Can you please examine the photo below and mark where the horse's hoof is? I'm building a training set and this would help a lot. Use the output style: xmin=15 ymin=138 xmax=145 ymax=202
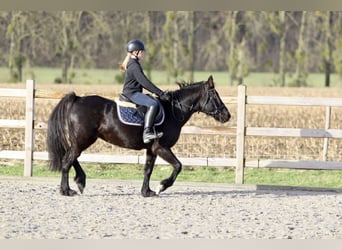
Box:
xmin=141 ymin=190 xmax=158 ymax=197
xmin=77 ymin=183 xmax=84 ymax=194
xmin=156 ymin=185 xmax=165 ymax=195
xmin=60 ymin=189 xmax=77 ymax=196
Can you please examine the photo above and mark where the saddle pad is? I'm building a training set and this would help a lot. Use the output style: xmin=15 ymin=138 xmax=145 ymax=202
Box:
xmin=116 ymin=104 xmax=165 ymax=126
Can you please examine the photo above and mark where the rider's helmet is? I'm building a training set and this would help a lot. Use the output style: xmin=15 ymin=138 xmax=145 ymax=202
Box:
xmin=127 ymin=39 xmax=145 ymax=53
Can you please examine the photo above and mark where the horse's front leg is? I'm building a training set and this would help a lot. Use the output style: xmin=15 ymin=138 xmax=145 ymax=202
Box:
xmin=141 ymin=149 xmax=157 ymax=197
xmin=60 ymin=150 xmax=77 ymax=196
xmin=154 ymin=145 xmax=182 ymax=194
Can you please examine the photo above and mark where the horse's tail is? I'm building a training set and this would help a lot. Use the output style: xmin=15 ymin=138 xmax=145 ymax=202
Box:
xmin=47 ymin=92 xmax=77 ymax=171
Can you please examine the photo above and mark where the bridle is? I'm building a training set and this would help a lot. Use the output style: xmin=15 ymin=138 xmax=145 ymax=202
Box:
xmin=200 ymin=88 xmax=225 ymax=116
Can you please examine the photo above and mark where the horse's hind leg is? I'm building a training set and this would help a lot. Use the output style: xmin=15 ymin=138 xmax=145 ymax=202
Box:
xmin=60 ymin=152 xmax=78 ymax=196
xmin=72 ymin=160 xmax=86 ymax=193
xmin=141 ymin=149 xmax=156 ymax=197
xmin=154 ymin=145 xmax=182 ymax=194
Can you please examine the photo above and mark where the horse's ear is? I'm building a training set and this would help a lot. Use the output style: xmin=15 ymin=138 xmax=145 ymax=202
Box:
xmin=208 ymin=75 xmax=215 ymax=88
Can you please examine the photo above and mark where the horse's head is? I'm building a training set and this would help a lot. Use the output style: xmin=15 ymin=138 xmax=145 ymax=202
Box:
xmin=200 ymin=76 xmax=231 ymax=123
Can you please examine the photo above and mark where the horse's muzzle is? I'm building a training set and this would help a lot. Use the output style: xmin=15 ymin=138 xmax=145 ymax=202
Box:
xmin=214 ymin=107 xmax=231 ymax=123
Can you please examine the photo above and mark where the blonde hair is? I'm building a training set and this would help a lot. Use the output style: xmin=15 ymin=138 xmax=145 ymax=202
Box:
xmin=119 ymin=53 xmax=132 ymax=72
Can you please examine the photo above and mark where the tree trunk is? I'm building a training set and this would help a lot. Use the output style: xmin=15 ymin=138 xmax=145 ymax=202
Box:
xmin=279 ymin=11 xmax=286 ymax=87
xmin=228 ymin=11 xmax=238 ymax=86
xmin=294 ymin=11 xmax=307 ymax=87
xmin=323 ymin=11 xmax=333 ymax=87
xmin=188 ymin=11 xmax=196 ymax=82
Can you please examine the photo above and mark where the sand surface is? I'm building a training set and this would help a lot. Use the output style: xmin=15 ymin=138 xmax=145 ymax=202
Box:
xmin=0 ymin=177 xmax=342 ymax=239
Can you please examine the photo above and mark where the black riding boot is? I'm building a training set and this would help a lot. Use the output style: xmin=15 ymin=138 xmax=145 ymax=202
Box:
xmin=143 ymin=106 xmax=163 ymax=143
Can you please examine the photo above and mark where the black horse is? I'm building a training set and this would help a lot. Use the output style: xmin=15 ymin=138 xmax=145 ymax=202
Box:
xmin=47 ymin=76 xmax=230 ymax=197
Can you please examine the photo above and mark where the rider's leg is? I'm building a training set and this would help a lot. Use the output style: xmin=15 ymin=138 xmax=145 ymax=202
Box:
xmin=130 ymin=92 xmax=163 ymax=143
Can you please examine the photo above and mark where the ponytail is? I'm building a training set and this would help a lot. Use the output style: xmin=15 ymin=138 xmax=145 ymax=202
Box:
xmin=119 ymin=53 xmax=131 ymax=72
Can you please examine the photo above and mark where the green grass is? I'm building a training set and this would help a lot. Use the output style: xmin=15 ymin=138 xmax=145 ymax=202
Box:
xmin=0 ymin=161 xmax=342 ymax=188
xmin=0 ymin=67 xmax=342 ymax=87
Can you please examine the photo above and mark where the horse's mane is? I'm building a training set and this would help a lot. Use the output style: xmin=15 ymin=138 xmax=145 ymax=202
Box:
xmin=176 ymin=81 xmax=203 ymax=89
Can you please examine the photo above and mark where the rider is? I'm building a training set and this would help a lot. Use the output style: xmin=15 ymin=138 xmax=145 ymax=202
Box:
xmin=120 ymin=39 xmax=171 ymax=143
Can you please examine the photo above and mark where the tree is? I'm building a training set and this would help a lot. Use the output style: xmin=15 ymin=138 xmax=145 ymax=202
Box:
xmin=162 ymin=11 xmax=183 ymax=82
xmin=6 ymin=11 xmax=35 ymax=82
xmin=53 ymin=11 xmax=110 ymax=83
xmin=293 ymin=11 xmax=307 ymax=87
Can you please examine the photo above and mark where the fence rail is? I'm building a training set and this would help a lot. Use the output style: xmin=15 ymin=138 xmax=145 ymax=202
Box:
xmin=0 ymin=80 xmax=342 ymax=184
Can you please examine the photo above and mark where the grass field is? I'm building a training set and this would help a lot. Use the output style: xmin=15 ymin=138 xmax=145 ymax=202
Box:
xmin=0 ymin=161 xmax=342 ymax=188
xmin=0 ymin=67 xmax=342 ymax=88
xmin=0 ymin=68 xmax=342 ymax=187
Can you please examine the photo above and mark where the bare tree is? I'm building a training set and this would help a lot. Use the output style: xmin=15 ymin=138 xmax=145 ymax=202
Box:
xmin=294 ymin=11 xmax=307 ymax=86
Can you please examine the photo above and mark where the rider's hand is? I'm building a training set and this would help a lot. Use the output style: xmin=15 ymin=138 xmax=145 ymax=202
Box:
xmin=160 ymin=91 xmax=172 ymax=102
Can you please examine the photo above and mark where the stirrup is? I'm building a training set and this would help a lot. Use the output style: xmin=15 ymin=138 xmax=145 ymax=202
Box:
xmin=143 ymin=128 xmax=163 ymax=143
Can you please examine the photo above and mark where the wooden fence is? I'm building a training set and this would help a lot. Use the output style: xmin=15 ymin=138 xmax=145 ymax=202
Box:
xmin=0 ymin=80 xmax=342 ymax=184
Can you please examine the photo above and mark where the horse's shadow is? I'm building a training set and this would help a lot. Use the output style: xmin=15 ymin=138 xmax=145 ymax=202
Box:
xmin=83 ymin=185 xmax=342 ymax=199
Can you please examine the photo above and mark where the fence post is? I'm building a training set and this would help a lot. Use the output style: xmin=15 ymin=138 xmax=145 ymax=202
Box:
xmin=235 ymin=85 xmax=246 ymax=184
xmin=323 ymin=106 xmax=331 ymax=161
xmin=24 ymin=80 xmax=35 ymax=176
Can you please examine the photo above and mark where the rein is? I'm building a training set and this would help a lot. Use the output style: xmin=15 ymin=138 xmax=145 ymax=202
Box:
xmin=171 ymin=93 xmax=194 ymax=122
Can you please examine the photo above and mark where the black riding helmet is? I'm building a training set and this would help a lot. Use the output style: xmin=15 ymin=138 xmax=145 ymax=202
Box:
xmin=127 ymin=39 xmax=145 ymax=53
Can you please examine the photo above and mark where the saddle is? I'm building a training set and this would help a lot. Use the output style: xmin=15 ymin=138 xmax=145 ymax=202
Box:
xmin=115 ymin=93 xmax=165 ymax=126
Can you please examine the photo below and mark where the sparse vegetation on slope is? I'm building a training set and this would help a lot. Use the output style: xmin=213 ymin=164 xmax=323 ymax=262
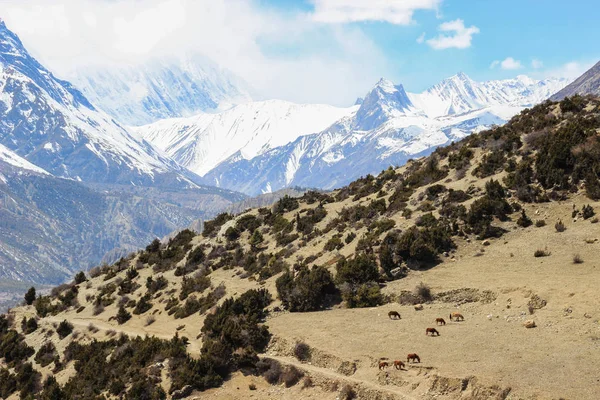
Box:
xmin=0 ymin=97 xmax=600 ymax=399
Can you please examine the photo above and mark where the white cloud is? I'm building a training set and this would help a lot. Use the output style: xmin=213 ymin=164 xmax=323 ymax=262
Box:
xmin=490 ymin=57 xmax=523 ymax=70
xmin=427 ymin=19 xmax=479 ymax=50
xmin=312 ymin=0 xmax=442 ymax=25
xmin=0 ymin=0 xmax=396 ymax=105
xmin=531 ymin=58 xmax=544 ymax=69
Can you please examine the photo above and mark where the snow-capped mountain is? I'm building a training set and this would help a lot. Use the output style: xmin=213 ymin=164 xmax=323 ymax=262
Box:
xmin=0 ymin=21 xmax=202 ymax=187
xmin=131 ymin=100 xmax=358 ymax=175
xmin=70 ymin=54 xmax=251 ymax=126
xmin=203 ymin=74 xmax=568 ymax=194
xmin=409 ymin=73 xmax=568 ymax=118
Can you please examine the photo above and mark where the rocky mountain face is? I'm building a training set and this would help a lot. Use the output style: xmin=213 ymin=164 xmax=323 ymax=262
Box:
xmin=0 ymin=148 xmax=241 ymax=291
xmin=0 ymin=21 xmax=245 ymax=297
xmin=133 ymin=100 xmax=357 ymax=175
xmin=0 ymin=96 xmax=600 ymax=400
xmin=203 ymin=74 xmax=567 ymax=195
xmin=71 ymin=54 xmax=251 ymax=126
xmin=0 ymin=22 xmax=202 ymax=188
xmin=550 ymin=61 xmax=600 ymax=101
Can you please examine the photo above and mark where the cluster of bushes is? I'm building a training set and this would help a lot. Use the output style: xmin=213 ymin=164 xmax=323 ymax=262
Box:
xmin=465 ymin=180 xmax=513 ymax=239
xmin=139 ymin=228 xmax=196 ymax=272
xmin=11 ymin=290 xmax=271 ymax=399
xmin=202 ymin=213 xmax=233 ymax=237
xmin=296 ymin=205 xmax=327 ymax=235
xmin=379 ymin=219 xmax=455 ymax=268
xmin=168 ymin=284 xmax=225 ymax=319
xmin=179 ymin=271 xmax=210 ymax=300
xmin=335 ymin=252 xmax=383 ymax=308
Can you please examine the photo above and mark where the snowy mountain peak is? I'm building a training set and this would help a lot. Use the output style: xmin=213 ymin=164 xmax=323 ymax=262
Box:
xmin=133 ymin=100 xmax=358 ymax=175
xmin=354 ymin=78 xmax=417 ymax=131
xmin=71 ymin=53 xmax=251 ymax=126
xmin=0 ymin=21 xmax=198 ymax=187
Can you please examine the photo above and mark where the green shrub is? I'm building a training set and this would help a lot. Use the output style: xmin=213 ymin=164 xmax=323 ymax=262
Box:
xmin=581 ymin=204 xmax=596 ymax=219
xmin=344 ymin=232 xmax=356 ymax=244
xmin=115 ymin=306 xmax=131 ymax=325
xmin=341 ymin=282 xmax=383 ymax=308
xmin=21 ymin=317 xmax=38 ymax=335
xmin=294 ymin=342 xmax=311 ymax=361
xmin=533 ymin=249 xmax=551 ymax=257
xmin=146 ymin=275 xmax=169 ymax=294
xmin=35 ymin=342 xmax=58 ymax=367
xmin=56 ymin=319 xmax=73 ymax=339
xmin=275 ymin=265 xmax=336 ymax=312
xmin=235 ymin=214 xmax=262 ymax=232
xmin=517 ymin=209 xmax=533 ymax=228
xmin=25 ymin=287 xmax=35 ymax=306
xmin=133 ymin=294 xmax=152 ymax=315
xmin=225 ymin=226 xmax=240 ymax=242
xmin=202 ymin=213 xmax=233 ymax=237
xmin=74 ymin=271 xmax=87 ymax=285
xmin=335 ymin=253 xmax=379 ymax=285
xmin=323 ymin=235 xmax=344 ymax=251
xmin=273 ymin=194 xmax=300 ymax=214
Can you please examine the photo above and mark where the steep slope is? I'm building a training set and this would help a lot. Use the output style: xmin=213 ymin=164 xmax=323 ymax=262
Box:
xmin=0 ymin=96 xmax=600 ymax=400
xmin=133 ymin=100 xmax=357 ymax=175
xmin=0 ymin=21 xmax=202 ymax=188
xmin=409 ymin=72 xmax=568 ymax=118
xmin=202 ymin=74 xmax=566 ymax=195
xmin=71 ymin=54 xmax=251 ymax=126
xmin=0 ymin=150 xmax=240 ymax=292
xmin=550 ymin=61 xmax=600 ymax=101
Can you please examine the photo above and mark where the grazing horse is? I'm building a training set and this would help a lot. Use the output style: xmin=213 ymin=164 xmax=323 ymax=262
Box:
xmin=425 ymin=328 xmax=440 ymax=336
xmin=450 ymin=312 xmax=465 ymax=321
xmin=379 ymin=361 xmax=390 ymax=370
xmin=388 ymin=311 xmax=401 ymax=319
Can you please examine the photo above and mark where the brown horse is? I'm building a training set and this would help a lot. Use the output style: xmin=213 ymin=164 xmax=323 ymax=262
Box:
xmin=425 ymin=328 xmax=440 ymax=336
xmin=450 ymin=312 xmax=465 ymax=321
xmin=379 ymin=361 xmax=390 ymax=370
xmin=388 ymin=311 xmax=401 ymax=319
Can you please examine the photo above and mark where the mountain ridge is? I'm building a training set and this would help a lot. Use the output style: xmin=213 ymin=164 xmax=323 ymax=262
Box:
xmin=550 ymin=61 xmax=600 ymax=101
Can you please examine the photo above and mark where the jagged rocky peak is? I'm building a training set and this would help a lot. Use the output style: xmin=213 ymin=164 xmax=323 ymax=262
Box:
xmin=354 ymin=78 xmax=415 ymax=131
xmin=0 ymin=23 xmax=202 ymax=187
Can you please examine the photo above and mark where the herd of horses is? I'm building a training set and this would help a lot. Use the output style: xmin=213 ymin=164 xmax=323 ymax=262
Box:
xmin=379 ymin=311 xmax=465 ymax=370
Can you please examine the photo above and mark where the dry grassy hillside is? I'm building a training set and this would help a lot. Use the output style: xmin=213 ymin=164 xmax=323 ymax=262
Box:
xmin=0 ymin=97 xmax=600 ymax=399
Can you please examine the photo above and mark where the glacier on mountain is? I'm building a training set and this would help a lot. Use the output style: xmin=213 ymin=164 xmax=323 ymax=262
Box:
xmin=196 ymin=73 xmax=568 ymax=195
xmin=70 ymin=53 xmax=252 ymax=126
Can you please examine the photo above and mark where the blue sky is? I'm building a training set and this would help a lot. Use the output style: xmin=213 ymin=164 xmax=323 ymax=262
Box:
xmin=260 ymin=0 xmax=600 ymax=91
xmin=0 ymin=0 xmax=600 ymax=106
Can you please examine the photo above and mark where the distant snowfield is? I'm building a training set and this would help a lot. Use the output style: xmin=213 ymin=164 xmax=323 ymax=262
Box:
xmin=0 ymin=144 xmax=50 ymax=175
xmin=132 ymin=73 xmax=568 ymax=195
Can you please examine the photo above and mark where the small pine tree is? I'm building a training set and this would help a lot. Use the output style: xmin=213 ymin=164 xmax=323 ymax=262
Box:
xmin=250 ymin=229 xmax=265 ymax=249
xmin=517 ymin=209 xmax=533 ymax=228
xmin=75 ymin=271 xmax=87 ymax=285
xmin=116 ymin=306 xmax=131 ymax=325
xmin=25 ymin=286 xmax=35 ymax=306
xmin=56 ymin=319 xmax=73 ymax=339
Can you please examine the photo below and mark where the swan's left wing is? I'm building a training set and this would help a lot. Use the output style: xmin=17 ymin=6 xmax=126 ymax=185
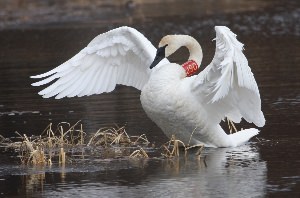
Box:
xmin=31 ymin=27 xmax=168 ymax=99
xmin=191 ymin=26 xmax=265 ymax=127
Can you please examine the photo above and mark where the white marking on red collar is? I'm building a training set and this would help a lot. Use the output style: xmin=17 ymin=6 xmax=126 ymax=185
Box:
xmin=182 ymin=60 xmax=199 ymax=77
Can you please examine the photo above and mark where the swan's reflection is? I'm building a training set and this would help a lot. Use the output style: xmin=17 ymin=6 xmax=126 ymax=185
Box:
xmin=31 ymin=145 xmax=267 ymax=197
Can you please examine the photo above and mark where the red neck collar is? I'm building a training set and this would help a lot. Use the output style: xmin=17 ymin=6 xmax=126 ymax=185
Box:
xmin=182 ymin=60 xmax=199 ymax=77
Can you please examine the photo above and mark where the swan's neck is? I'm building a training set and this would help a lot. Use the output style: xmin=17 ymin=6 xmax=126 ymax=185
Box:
xmin=184 ymin=36 xmax=203 ymax=67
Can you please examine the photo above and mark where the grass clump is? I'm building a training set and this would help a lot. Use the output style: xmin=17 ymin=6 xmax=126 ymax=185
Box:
xmin=0 ymin=121 xmax=150 ymax=166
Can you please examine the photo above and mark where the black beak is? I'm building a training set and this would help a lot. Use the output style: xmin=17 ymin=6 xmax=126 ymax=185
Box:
xmin=150 ymin=45 xmax=167 ymax=69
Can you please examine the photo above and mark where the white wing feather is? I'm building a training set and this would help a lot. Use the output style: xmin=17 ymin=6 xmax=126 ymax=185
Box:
xmin=192 ymin=26 xmax=265 ymax=127
xmin=31 ymin=27 xmax=167 ymax=99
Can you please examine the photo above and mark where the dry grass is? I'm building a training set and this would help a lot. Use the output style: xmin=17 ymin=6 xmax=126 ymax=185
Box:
xmin=0 ymin=121 xmax=213 ymax=166
xmin=0 ymin=121 xmax=150 ymax=166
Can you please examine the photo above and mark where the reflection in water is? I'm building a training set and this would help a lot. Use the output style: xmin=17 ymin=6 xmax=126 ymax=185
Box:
xmin=2 ymin=145 xmax=267 ymax=197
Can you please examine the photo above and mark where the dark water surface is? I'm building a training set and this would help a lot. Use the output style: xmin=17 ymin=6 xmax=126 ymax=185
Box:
xmin=0 ymin=1 xmax=300 ymax=197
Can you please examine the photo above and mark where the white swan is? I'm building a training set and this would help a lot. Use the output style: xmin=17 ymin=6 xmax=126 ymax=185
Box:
xmin=32 ymin=26 xmax=265 ymax=147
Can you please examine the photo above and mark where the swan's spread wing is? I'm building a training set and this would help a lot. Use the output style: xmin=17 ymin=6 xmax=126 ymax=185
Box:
xmin=192 ymin=26 xmax=265 ymax=127
xmin=32 ymin=27 xmax=164 ymax=98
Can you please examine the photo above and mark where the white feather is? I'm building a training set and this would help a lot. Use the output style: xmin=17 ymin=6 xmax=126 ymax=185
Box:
xmin=192 ymin=26 xmax=265 ymax=127
xmin=32 ymin=27 xmax=164 ymax=98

################

INSTRUCTIONS TO FOLLOW:
Reproduce the records from their beginning through the line containing "xmin=116 ymin=104 xmax=165 ymax=126", replacing "saddle pad" with "saddle cloth" and altering nothing else. Omit the pictures.

SOLUTION BELOW:
Can you please examine the photo below and mark where the horse's hoof is? I'm building a training set and this would help a lot. Use the output style: xmin=15 ymin=138 xmax=145 ymax=202
Box:
xmin=141 ymin=190 xmax=158 ymax=197
xmin=77 ymin=183 xmax=84 ymax=194
xmin=156 ymin=185 xmax=165 ymax=195
xmin=60 ymin=189 xmax=77 ymax=196
Can you please examine the photo above and mark where the saddle cloth is? I'm building a training set and this would help a lot. Use the output style: xmin=15 ymin=138 xmax=145 ymax=202
Box:
xmin=116 ymin=104 xmax=165 ymax=126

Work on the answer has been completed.